Task to complete: Repeat the following lines exactly and nothing else: the line containing "ring marker -> outline every instance" and each line after it through the end of the listing.

+--

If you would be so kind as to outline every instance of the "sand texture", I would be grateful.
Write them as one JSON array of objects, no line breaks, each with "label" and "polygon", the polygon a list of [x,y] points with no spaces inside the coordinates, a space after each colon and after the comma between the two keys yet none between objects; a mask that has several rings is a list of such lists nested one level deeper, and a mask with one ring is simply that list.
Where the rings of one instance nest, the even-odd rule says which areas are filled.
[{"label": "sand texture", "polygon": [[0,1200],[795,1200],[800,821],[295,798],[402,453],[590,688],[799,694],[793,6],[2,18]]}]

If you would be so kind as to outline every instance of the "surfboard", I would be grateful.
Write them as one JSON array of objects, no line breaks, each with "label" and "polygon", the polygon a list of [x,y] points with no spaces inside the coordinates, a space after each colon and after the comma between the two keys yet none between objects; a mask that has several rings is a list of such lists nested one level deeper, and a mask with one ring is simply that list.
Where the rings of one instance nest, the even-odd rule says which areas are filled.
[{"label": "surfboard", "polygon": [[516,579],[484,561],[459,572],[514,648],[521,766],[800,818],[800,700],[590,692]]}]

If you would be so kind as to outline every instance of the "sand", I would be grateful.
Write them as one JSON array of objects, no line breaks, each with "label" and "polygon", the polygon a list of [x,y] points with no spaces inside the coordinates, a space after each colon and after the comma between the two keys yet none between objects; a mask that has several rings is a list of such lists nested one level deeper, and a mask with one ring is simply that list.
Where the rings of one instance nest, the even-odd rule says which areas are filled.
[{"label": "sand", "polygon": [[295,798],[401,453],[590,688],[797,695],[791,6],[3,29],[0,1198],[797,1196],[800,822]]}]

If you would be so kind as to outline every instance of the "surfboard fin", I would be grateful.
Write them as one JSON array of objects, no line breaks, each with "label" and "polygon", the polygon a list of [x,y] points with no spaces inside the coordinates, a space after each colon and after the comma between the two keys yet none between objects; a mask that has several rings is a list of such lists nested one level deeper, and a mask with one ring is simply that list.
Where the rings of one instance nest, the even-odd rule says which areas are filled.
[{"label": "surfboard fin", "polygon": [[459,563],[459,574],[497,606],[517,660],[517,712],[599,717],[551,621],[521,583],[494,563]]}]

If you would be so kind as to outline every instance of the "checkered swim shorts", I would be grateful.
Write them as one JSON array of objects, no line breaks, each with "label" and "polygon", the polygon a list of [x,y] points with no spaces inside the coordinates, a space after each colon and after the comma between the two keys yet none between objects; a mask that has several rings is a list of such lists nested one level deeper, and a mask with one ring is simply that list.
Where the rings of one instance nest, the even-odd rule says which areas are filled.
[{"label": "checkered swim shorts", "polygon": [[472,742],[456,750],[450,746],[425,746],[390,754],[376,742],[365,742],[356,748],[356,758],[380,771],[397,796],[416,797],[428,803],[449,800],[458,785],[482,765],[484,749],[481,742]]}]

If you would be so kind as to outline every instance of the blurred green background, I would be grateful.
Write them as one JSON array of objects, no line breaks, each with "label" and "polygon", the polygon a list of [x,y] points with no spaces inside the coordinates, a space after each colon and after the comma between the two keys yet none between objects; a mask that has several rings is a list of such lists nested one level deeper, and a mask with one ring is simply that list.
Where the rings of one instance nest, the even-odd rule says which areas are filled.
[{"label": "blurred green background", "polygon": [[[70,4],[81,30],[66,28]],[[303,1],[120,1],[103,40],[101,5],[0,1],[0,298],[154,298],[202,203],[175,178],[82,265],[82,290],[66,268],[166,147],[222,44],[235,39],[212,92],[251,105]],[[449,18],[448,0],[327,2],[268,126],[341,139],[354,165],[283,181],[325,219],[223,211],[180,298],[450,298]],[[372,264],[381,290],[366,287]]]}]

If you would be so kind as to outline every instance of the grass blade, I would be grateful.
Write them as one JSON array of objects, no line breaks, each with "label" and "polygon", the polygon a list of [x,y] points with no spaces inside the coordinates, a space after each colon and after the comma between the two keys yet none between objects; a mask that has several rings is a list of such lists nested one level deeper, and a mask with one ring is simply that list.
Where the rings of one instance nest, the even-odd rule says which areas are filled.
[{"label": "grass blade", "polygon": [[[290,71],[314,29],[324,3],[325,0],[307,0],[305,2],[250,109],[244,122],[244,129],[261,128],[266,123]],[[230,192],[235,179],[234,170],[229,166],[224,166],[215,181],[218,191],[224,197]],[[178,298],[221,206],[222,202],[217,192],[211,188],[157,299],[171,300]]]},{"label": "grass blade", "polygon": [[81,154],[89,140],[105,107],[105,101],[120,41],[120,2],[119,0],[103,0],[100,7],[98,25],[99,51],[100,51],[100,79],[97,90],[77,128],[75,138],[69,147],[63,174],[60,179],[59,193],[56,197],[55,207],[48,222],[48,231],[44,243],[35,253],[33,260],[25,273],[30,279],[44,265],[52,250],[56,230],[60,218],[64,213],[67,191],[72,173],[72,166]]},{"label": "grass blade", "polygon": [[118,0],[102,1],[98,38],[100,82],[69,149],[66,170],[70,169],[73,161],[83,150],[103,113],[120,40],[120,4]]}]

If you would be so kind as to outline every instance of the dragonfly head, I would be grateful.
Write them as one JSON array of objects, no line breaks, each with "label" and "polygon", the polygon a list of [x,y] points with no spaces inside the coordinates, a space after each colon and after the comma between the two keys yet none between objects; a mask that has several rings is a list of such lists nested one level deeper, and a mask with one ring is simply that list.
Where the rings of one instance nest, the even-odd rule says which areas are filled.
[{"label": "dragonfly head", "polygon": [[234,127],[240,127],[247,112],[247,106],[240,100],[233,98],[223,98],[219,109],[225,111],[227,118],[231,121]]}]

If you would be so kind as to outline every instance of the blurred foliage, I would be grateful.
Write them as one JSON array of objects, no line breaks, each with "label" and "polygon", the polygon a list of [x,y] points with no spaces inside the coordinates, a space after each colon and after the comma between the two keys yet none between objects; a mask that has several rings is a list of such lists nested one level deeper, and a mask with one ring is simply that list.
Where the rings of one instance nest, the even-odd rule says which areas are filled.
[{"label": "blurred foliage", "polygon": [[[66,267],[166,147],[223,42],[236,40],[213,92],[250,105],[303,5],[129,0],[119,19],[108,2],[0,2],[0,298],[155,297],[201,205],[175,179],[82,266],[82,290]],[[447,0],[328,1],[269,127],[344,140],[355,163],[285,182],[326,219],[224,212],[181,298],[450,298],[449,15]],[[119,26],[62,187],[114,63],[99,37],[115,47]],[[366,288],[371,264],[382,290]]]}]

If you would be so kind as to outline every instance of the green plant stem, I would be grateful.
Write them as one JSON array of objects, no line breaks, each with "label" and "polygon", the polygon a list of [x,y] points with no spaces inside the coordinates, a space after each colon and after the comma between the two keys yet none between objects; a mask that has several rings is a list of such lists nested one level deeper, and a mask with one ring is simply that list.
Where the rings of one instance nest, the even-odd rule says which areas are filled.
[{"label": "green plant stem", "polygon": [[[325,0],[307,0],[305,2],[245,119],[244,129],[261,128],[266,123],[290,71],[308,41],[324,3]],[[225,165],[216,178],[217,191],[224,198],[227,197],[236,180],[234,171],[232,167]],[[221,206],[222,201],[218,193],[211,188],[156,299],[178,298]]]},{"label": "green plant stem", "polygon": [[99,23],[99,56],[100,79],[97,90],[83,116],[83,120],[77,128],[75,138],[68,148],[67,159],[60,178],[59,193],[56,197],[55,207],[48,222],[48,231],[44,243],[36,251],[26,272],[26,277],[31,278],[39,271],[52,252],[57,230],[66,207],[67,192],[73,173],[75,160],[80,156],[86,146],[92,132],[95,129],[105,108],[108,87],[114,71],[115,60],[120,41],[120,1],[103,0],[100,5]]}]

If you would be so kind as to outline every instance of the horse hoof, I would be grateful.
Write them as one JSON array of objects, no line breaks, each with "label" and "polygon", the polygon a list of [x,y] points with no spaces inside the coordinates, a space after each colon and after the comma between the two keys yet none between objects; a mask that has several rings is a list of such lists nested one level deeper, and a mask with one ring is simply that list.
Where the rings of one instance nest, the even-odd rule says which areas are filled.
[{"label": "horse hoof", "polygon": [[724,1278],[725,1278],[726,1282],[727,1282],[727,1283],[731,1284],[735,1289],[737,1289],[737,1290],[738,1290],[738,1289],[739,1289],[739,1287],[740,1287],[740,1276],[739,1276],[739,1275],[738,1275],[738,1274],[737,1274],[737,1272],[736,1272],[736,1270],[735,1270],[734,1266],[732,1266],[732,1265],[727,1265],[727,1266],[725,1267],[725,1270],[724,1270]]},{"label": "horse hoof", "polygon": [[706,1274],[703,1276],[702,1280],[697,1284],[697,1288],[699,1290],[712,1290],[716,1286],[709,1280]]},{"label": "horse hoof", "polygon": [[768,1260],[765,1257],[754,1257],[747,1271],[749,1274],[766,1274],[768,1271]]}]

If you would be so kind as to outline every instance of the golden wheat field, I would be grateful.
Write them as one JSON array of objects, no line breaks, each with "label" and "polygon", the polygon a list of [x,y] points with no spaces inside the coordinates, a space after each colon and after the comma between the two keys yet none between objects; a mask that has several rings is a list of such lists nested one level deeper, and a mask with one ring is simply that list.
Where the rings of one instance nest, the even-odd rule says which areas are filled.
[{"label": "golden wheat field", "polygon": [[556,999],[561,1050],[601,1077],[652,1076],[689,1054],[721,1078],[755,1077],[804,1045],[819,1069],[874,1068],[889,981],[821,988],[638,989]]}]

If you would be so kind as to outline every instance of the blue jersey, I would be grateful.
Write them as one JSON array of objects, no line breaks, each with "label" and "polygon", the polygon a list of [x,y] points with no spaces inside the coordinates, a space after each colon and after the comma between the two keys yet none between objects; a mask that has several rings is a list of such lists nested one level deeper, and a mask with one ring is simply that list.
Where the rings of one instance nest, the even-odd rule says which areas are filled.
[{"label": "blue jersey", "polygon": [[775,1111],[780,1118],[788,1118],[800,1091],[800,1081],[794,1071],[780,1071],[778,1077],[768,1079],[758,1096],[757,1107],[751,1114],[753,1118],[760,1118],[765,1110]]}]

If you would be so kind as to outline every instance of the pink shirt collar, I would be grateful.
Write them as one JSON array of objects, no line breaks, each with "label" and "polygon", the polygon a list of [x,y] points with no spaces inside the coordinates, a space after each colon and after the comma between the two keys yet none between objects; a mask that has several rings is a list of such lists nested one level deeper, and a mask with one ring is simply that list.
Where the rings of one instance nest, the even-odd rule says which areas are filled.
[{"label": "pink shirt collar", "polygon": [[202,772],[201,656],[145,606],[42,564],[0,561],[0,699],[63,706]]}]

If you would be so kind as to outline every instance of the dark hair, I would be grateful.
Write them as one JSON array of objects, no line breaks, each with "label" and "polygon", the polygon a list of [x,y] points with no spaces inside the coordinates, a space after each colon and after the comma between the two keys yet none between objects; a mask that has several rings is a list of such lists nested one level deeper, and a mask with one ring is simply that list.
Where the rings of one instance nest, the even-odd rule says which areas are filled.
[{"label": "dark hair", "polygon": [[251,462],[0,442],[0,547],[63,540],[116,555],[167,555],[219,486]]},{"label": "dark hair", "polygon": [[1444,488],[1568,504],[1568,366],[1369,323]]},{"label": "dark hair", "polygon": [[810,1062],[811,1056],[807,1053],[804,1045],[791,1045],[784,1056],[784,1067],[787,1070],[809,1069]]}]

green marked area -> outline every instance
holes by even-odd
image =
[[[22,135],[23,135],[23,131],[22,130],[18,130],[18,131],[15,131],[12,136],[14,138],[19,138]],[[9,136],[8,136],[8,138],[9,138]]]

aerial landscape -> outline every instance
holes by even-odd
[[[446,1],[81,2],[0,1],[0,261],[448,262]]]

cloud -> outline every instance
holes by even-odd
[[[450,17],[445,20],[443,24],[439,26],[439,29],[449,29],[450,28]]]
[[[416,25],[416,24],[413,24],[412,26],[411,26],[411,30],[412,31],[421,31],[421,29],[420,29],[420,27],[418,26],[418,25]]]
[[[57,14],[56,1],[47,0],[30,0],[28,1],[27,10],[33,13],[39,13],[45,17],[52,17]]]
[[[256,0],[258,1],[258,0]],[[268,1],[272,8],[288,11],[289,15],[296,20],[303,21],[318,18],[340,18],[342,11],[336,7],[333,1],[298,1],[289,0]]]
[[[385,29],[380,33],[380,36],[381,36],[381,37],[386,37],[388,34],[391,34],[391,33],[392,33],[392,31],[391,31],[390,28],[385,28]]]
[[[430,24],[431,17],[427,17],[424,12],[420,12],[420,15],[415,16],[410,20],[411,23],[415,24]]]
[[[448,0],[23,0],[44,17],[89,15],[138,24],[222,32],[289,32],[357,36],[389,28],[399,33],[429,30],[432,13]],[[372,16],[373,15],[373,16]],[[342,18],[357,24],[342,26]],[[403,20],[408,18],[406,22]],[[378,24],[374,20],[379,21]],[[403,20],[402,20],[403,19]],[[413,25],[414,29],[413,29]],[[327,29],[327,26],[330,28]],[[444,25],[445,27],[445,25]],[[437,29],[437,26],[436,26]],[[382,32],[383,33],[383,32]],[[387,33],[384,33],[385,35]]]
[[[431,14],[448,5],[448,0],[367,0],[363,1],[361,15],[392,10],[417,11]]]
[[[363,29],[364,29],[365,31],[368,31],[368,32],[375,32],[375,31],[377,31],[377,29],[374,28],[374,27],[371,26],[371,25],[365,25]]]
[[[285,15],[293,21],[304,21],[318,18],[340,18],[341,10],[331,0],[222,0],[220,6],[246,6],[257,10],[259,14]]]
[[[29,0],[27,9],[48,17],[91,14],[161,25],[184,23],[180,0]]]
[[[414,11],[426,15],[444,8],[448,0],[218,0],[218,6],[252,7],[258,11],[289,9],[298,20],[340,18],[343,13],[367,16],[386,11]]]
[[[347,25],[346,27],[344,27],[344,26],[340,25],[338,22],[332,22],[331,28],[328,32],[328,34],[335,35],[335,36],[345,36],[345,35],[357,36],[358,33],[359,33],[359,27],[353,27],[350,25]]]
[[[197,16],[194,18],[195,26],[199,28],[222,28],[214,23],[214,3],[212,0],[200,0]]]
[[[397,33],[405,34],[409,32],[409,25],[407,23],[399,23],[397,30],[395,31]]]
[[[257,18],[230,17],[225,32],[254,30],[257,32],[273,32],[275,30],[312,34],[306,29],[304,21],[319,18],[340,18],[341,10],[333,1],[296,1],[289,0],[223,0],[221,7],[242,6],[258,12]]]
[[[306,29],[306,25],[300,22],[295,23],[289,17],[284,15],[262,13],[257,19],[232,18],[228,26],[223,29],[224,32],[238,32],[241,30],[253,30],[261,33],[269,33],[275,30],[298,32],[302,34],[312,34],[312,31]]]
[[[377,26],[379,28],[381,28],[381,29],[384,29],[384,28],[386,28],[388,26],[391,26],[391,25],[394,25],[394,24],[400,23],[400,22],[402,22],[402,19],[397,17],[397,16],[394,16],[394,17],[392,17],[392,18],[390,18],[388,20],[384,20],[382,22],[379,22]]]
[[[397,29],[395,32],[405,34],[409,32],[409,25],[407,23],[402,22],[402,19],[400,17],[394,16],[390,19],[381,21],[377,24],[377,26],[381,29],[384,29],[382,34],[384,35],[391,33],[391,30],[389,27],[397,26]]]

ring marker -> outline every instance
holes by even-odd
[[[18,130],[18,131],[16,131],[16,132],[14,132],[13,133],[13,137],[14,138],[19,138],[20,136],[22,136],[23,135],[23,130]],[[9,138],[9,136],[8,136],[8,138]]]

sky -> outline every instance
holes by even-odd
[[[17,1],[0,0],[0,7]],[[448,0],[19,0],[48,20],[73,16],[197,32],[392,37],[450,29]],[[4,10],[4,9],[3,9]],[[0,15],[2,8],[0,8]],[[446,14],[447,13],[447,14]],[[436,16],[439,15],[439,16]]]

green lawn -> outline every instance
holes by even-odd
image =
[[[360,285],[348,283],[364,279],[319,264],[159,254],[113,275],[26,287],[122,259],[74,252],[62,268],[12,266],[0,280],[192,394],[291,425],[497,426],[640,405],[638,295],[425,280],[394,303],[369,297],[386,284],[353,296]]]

+--

Finished exercise:
ring marker -> outline every instance
holes by even-odd
[[[18,130],[18,131],[16,131],[16,132],[14,132],[13,133],[13,137],[14,138],[19,138],[20,136],[22,136],[23,135],[23,130]],[[9,138],[9,136],[8,136],[8,138]]]

sky -> outline every instance
holes by even-odd
[[[17,1],[0,0],[0,7]],[[448,0],[19,0],[48,20],[73,16],[197,32],[392,37],[450,29]],[[4,10],[4,9],[3,9]],[[0,15],[2,8],[0,8]],[[446,14],[447,13],[447,14]],[[436,16],[439,15],[439,16]]]

green lawn -> outline every instance
holes by even-odd
image =
[[[360,285],[348,283],[364,279],[319,264],[159,254],[113,275],[26,287],[122,259],[74,252],[62,268],[12,266],[0,280],[192,394],[291,425],[497,426],[640,405],[638,295],[425,280],[394,303],[369,297],[386,284],[353,296]]]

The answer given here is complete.